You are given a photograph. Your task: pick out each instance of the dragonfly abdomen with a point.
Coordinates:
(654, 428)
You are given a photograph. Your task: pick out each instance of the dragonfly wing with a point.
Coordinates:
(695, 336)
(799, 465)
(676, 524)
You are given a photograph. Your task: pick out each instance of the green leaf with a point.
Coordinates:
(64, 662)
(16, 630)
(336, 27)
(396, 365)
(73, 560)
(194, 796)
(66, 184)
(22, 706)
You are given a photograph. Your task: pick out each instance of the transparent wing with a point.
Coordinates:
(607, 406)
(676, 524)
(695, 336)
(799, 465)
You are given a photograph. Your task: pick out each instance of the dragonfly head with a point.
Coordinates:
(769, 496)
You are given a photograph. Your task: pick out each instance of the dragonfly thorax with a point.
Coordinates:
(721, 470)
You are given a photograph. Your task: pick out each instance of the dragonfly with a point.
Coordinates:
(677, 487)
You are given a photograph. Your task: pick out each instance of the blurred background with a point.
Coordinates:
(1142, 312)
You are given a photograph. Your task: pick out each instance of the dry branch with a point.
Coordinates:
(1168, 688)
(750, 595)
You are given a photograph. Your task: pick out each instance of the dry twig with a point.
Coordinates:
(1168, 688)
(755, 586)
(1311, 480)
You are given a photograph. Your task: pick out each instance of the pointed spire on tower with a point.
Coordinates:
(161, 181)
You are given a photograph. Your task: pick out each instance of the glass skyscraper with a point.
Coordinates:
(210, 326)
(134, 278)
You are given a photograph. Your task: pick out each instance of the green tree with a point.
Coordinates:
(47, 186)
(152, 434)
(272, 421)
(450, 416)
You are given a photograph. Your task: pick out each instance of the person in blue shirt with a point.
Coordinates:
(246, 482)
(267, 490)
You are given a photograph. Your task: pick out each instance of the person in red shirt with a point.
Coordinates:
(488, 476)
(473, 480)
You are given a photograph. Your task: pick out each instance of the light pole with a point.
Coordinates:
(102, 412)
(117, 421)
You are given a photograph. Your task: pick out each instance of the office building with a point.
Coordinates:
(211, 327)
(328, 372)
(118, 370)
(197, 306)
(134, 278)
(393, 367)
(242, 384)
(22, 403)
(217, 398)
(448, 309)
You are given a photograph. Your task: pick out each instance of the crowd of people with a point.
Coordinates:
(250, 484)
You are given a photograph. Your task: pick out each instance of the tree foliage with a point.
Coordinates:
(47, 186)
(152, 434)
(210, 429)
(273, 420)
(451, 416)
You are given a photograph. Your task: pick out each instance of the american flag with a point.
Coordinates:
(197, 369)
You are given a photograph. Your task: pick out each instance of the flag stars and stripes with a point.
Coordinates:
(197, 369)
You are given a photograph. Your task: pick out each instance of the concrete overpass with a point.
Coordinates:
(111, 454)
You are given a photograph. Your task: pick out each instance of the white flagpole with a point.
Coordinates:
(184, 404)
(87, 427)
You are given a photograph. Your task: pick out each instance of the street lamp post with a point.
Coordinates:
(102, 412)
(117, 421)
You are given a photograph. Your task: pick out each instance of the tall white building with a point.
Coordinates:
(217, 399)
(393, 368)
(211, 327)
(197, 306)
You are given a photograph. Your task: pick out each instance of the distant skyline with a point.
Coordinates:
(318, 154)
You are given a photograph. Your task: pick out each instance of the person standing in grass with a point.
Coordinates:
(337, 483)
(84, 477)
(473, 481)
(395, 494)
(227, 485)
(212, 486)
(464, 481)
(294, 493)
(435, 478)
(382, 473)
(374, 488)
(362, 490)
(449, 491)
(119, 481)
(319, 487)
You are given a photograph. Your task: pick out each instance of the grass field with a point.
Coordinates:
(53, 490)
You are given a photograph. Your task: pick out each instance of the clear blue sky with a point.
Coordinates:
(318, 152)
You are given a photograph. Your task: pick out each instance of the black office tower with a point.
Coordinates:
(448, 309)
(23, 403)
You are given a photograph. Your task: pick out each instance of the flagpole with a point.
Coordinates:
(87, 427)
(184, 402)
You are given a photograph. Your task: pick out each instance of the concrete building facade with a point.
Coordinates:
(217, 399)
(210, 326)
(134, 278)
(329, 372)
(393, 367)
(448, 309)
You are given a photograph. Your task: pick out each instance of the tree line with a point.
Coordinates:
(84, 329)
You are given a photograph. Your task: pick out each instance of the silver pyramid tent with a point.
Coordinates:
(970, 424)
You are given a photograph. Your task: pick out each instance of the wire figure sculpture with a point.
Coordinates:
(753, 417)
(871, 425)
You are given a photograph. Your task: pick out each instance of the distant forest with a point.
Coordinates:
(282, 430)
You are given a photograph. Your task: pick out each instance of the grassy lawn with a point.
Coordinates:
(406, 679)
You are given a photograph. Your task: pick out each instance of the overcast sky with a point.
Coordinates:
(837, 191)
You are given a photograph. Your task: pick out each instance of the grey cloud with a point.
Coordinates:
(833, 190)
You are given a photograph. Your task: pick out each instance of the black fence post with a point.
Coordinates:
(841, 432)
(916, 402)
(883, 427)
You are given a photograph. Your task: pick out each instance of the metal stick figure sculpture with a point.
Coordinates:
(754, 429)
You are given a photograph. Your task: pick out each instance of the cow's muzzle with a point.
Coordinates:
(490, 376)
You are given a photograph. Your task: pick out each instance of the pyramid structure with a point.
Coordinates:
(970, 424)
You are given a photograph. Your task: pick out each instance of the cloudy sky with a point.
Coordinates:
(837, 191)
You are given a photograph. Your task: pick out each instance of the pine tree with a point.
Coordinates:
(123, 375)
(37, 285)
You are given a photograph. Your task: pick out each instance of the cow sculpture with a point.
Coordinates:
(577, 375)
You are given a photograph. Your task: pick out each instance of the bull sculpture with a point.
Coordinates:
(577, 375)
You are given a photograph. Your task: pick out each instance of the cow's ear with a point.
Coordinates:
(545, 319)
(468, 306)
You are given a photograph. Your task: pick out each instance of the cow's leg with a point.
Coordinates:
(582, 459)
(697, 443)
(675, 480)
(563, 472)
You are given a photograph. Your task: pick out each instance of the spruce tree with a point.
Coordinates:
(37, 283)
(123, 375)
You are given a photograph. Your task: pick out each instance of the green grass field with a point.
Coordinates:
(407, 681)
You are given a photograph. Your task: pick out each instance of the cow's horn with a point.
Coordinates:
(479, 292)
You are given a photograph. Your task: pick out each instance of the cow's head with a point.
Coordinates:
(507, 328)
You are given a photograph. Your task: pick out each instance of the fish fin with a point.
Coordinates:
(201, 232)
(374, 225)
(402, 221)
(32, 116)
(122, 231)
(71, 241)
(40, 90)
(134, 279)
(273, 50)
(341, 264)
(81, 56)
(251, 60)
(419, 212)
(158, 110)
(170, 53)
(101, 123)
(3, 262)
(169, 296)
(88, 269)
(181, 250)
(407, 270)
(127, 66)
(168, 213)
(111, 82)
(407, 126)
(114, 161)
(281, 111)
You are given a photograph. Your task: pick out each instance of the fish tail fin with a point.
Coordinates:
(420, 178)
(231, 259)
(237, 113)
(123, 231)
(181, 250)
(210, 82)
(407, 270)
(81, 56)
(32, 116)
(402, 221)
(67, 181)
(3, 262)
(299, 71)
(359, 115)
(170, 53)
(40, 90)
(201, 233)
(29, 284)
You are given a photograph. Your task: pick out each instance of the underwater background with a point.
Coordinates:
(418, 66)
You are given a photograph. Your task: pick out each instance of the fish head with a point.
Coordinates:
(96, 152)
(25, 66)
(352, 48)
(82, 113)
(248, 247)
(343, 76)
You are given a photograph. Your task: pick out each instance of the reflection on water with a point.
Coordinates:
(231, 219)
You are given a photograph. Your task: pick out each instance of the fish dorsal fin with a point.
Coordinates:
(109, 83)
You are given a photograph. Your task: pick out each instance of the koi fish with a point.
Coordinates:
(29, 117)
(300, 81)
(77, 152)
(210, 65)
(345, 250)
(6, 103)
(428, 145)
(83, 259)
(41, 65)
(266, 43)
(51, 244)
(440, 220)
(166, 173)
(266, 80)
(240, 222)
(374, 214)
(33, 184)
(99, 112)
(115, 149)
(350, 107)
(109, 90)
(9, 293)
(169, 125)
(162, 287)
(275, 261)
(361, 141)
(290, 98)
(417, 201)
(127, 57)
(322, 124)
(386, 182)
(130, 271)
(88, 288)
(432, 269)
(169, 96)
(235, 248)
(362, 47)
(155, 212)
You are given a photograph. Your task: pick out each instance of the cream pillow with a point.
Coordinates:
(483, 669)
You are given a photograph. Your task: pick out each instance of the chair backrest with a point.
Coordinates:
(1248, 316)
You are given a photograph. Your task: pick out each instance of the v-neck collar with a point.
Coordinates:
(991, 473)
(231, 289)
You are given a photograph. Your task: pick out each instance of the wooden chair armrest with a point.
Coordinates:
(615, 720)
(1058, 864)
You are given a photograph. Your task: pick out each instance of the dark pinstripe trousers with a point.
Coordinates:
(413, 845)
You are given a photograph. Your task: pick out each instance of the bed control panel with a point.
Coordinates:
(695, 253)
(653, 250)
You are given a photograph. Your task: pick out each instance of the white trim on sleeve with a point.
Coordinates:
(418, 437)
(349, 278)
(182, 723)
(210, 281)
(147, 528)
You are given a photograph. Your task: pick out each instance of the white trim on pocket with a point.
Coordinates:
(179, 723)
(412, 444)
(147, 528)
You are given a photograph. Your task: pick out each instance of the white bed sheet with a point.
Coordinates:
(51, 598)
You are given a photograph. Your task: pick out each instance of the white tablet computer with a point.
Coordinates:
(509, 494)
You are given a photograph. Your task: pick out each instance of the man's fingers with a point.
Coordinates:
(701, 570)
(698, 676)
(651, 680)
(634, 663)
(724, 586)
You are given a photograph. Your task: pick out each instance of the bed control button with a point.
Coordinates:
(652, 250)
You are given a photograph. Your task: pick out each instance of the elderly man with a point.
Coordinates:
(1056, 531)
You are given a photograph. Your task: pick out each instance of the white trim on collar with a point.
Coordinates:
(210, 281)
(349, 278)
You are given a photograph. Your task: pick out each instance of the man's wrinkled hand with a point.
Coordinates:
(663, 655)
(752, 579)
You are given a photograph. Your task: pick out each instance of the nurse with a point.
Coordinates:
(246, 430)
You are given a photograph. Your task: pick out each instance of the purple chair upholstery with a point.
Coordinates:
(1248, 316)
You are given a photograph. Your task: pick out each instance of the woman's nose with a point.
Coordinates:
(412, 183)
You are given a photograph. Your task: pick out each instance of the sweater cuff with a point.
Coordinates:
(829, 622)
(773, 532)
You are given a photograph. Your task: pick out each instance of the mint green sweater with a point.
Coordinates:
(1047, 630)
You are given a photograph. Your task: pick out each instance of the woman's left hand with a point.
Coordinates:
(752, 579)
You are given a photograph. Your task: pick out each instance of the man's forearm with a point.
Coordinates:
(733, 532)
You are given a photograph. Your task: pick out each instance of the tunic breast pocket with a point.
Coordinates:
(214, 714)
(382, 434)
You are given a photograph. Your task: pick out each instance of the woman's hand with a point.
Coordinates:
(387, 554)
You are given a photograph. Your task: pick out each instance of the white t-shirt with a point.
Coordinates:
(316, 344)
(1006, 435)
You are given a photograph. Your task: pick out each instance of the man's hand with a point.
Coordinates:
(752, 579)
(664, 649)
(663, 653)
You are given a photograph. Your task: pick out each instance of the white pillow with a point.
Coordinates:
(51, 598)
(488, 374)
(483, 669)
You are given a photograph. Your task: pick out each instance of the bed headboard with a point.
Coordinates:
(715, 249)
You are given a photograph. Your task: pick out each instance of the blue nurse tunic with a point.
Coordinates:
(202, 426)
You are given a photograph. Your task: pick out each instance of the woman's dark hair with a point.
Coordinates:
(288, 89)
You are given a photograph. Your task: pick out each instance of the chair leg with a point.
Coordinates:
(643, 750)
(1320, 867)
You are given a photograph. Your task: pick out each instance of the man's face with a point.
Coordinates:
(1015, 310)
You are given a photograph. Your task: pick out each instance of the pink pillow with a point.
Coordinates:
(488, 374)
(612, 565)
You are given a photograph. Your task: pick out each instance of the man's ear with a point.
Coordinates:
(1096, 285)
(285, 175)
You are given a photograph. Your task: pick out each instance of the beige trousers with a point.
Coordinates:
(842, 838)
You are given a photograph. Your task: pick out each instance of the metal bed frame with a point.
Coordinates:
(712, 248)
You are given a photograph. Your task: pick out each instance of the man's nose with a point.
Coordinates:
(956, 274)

***

### PROBLEM DETAILS
Reproduce the items word for word, from the first line of the items through the line holding "(1311, 480)", with both ends included.

### COMPLETED TASK
You are given a photograph. Your task: pick out each instance of the dragonfly abdomen with a point.
Coordinates:
(654, 428)
You are given a photograph. Your task: pick out each instance of the dragonfly wing with a point.
Coordinates:
(695, 336)
(799, 465)
(676, 524)
You are given a photograph. Your task: pick out each instance of the green leaf with a point.
Coordinates:
(64, 662)
(16, 630)
(336, 27)
(396, 365)
(73, 560)
(194, 796)
(66, 184)
(22, 706)
You are given a photograph. Your task: pick out each instance of the transparent wing with a point.
Coordinates:
(607, 406)
(676, 524)
(695, 336)
(799, 465)
You are given a photograph. Your task: pick out each instance of the dragonfly head with a point.
Coordinates:
(769, 496)
You are given a photograph. Your task: pick out each instance of the dragonfly thorax with a point.
Coordinates:
(721, 470)
You are given a photograph. Your task: pick out each instance of the dragonfly with a point.
Coordinates:
(677, 487)
You are given a photograph. Your task: pick out each instance of the blurred background with a point.
Coordinates:
(1142, 312)
You are given a photograph. Your task: pick out each instance of the dry branch with a point.
Coordinates:
(1168, 688)
(750, 595)
You are given a photograph. Your task: pick out each instance of the dry twig with a point.
Coordinates:
(1168, 688)
(755, 586)
(1311, 480)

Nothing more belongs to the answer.